Transcribe the full listing below exactly.

(Dataset entries)
########################################

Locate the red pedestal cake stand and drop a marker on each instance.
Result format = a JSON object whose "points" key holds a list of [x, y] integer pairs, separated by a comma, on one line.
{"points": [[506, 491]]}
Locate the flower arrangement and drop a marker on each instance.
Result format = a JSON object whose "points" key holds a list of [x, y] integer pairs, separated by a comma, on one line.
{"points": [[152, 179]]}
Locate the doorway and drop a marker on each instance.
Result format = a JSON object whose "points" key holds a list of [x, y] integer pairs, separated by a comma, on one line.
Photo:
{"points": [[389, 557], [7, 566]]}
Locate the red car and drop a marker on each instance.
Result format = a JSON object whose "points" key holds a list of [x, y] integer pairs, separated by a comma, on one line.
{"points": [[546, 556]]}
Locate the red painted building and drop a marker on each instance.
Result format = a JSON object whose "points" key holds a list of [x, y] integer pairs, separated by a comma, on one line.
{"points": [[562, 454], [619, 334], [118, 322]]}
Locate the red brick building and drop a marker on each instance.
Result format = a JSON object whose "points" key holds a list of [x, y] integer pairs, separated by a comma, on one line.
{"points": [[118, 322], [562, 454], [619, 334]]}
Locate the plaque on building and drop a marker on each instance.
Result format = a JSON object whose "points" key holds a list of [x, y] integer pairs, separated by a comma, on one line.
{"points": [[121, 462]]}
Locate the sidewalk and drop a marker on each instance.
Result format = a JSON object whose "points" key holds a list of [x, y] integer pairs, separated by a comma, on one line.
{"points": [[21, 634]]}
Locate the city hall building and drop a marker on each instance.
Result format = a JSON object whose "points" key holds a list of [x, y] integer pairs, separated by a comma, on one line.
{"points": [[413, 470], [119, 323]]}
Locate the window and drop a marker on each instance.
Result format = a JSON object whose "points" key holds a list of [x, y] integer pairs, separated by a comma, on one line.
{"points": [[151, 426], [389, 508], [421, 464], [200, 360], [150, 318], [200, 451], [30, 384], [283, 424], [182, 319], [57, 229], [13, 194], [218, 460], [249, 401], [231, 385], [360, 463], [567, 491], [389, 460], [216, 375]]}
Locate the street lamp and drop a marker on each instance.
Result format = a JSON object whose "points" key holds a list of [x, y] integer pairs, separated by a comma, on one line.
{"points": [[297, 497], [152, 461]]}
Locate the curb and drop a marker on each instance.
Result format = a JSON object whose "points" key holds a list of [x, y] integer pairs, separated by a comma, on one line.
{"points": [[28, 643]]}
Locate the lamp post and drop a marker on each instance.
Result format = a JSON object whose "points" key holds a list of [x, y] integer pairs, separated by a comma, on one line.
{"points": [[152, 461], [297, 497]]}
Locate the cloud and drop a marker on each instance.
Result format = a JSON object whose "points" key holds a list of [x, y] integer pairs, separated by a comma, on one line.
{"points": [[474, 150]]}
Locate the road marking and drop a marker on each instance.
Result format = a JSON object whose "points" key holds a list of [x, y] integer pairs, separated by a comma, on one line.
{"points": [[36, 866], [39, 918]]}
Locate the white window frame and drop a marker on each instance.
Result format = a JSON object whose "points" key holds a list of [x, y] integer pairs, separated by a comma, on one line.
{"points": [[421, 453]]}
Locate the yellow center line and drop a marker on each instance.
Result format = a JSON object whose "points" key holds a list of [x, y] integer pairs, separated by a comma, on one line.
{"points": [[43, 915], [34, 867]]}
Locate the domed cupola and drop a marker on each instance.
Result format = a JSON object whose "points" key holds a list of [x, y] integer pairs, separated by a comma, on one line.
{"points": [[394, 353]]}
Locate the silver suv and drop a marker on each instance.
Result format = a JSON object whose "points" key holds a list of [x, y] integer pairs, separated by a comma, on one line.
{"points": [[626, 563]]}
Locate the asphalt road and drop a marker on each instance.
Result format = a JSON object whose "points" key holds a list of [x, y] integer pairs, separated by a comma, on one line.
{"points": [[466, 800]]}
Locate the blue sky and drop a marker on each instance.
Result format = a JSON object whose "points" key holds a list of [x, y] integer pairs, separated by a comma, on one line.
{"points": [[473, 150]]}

########################################

» Solution below:
Locate the red pedestal cake stand and drop a marker on each instance.
Result format = a JSON object whose "points" key holds a list of [x, y] integer pairs, separated by a comma, on one line.
{"points": [[506, 491]]}
Locate the flower arrangement and drop a marker on each instance.
Result format = a JSON object whose "points" key holds a list of [x, y] integer pairs, separated by a comma, on one line.
{"points": [[152, 179]]}
Locate the doorway and drop a marker on each instance.
Result format = a JSON object whose "points" key holds a list of [x, y] integer pairs, separated by a comma, on one line.
Photo:
{"points": [[389, 557], [7, 566]]}
Locate the red car and drop a marker on each instance.
Result format = a JSON object whose "points" key holds a list of [x, y] integer pairs, separated by a comma, on one line.
{"points": [[546, 556]]}
Locate the red painted building and drop a marker on each instance.
Result format = a JSON object whose "points" key holds a list of [x, y] integer pairs, separated by a comma, on one line.
{"points": [[562, 454], [619, 334], [118, 322]]}
Locate the red brick building and drop a marker on each instance.
Result format = a JSON object whose "points" key holds a list of [x, y] integer pairs, separated by a comma, on one line.
{"points": [[118, 322], [562, 454], [619, 334]]}
Locate the plaque on building and drop a marker on each instance.
Result format = a JSON object whose "points" key holds a list of [x, y] integer pairs, separated by a comma, on one line.
{"points": [[121, 462]]}
Locate the sidewalk and drop a marker on each instance.
Result format = a JSON object whose "points" key holds a list of [x, y] integer pairs, separated by a comma, on one line.
{"points": [[21, 634]]}
Locate the city hall building and drop a marker on each instance.
Result format = a JSON object whose "points" key holds a list of [x, y] integer pairs, separated by a comma, on one line.
{"points": [[413, 470], [119, 323]]}
Locate the window and drop a marker on each instance.
Result format = a JSON object whose "points" key holds a list of [x, y] integer pairs, separated by a comma, on one line.
{"points": [[151, 426], [389, 508], [421, 464], [200, 360], [150, 318], [200, 451], [30, 384], [283, 424], [182, 319], [57, 229], [13, 194], [218, 460], [249, 401], [231, 385], [360, 463], [567, 491], [389, 460], [216, 375]]}
Locate the street lamp and drop a marker on each instance.
Result format = a JSON object whose "points" key holds a list of [x, y] integer pairs, separated by a comma, on one line.
{"points": [[297, 497], [152, 461]]}
Locate the curb and drop a marker on each instance.
Result format = a JSON object whose "points" key holds a list of [x, y] integer pairs, separated by a comma, on one line.
{"points": [[28, 643]]}
Locate the lamp post and drop a marker on each instance.
Result format = a JSON object whose "points" key holds a list of [x, y] integer pairs, separated by a comma, on one line.
{"points": [[152, 461], [297, 497]]}
Locate the cloud and drop a marker on each instance.
Result format = a JSON object whose "points" key holds a list of [x, y] integer pairs, separated by a comma, on one line.
{"points": [[474, 150]]}
Locate the road marking and drop a marker on each instance.
Result format = a JSON object whose "points" key holds a list of [x, y] integer pairs, separated by a comma, on one line.
{"points": [[36, 866], [39, 918]]}
Locate the white window frame and drop a marker on each instance.
Result format = a JSON object whose "points" key holds a list of [x, y] integer pairs, separated by a comma, on one line.
{"points": [[421, 453]]}
Locate the yellow center line and drop a marker on each instance.
Result format = a JSON object whose "points" key holds a list of [x, y] integer pairs, separated by a comma, on one line.
{"points": [[43, 915], [34, 867]]}
Locate the domed cupola and drop a marker on each instance.
Result format = a JSON object whose "points" key holds a list of [x, y] integer pairs, separated by a comma, on one line.
{"points": [[394, 353]]}
Locate the silver suv and drop a marker on each instance.
Result format = a JSON object whose "points" key holds a list of [x, y] integer pairs, separated by a comma, on one line.
{"points": [[626, 563]]}
Locate the asphalt road and drop a marker on each instance.
Result format = a JSON object whose "points" key holds a list of [x, y] integer pairs, separated by a comma, on one line.
{"points": [[466, 800]]}
Locate the blue sky and drop a marker on each instance.
Result format = a JSON object whose "points" key holds a list of [x, y] integer pairs, separated by a comma, on one line.
{"points": [[473, 150]]}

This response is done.